ACTIVITY LIST:
1. Using the news report below on Dylan Crean's murder, list the areas whose agencies' services the review examined.
2. According to the news report below on Dylan Crean's murder, what minimum prison term was Peter Cawser given before he could be considered for parole?
3. From the news report below on Dylan Crean's murder, copy out the passage starting at "It found the" and ending at "and protect children.".
==== EXTRACTED TEXT ====
Dylan Crean murder: Agencies criticised by report

Peter Cawser
Image caption Peter Cawser admitted murdering three-year-old Dylan Crean

A serious case review into the death of a Derbyshire toddler has found agencies failed to alert each other about the risk posed by the boy's murderer.

Dylan Crean, aged three, suffered fatal injuries in August 2011 when attacked by his mother's partner, Peter Cawser.

The review found probation and mental health workers did not share information about 22-year-old Cawser.

He was taking medication for mental health problems and had previously attacked an ex-girlfriend.

Officials said staff had been given new training since the boy's death.

Dylan's mother, who came from Birmingham, moved to live with Cawser, 22, at a house in Edward Street, Albert Village, Derbyshire, just before the boy's death.

'Frequent moves'

The Safeguarding Children Board's review said probation, health and social services failed to warn each other about the dangers posed by him.

Cawser later admitted murder and was given a minimum term of 18 years in prison before being considered for parole.

The review, carried out by Birmingham Safeguarding Children Board, examined services delivered by agencies in Derbyshire, Leicestershire and Rutland, Birmingham and Nottingham.

It found the mother's frequent moves "resulted in a loss of contact with agencies, hindered effective inter-agency communication and lessened any focus on the child".

It added: "Derbyshire Probation Trust must ensure that where an adult poses a risk of serious harm to others within the same household, that they share this vital information with Children's Social Care to enable action to be taken to safeguard and protect children.

"Similarly Derbyshire Healthcare NHS Foundation Trust must communicate effectively with health visitors where a child under five years is known to be living with someone who has been referred for a mental health assessment."

Paul Lumsdon, of Derbyshire Healthcare NHS Foundation Trust, said: "(We are) making it now compulsory for all relevant staff and managers to receive a tailored programme of training aimed at improving ways of joint working with partner agencies, including information sharing.

"All the steps we have taken since this incident in 2011 are designed to support best practice in child protection to new heights."
==== RAW DATA ====
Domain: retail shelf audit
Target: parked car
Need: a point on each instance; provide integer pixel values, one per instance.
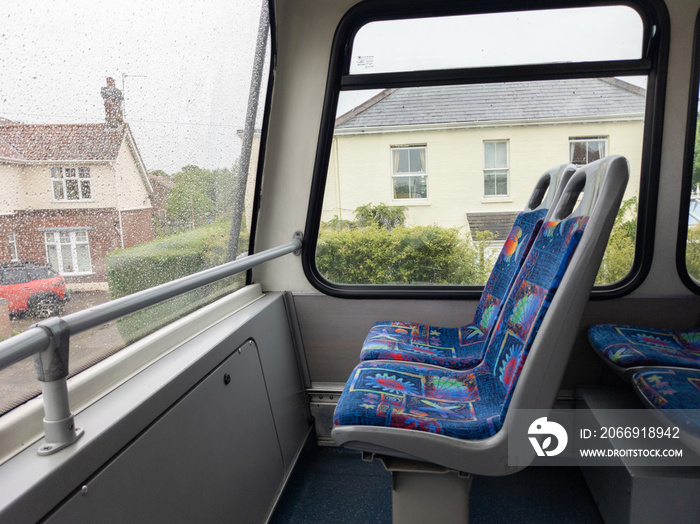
(32, 287)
====
ANSWERS IN ORDER:
1.
Derbyshire
Leicestershire and Rutland
Birmingham
Nottingham

2. 18 years

3.
It found the mother's frequent moves "resulted in a loss of contact with agencies, hindered effective inter-agency communication and lessened any focus on the child".

It added: "Derbyshire Probation Trust must ensure that where an adult poses a risk of serious harm to others within the same household, that they share this vital information with Children's Social Care to enable action to be taken to safeguard and protect children.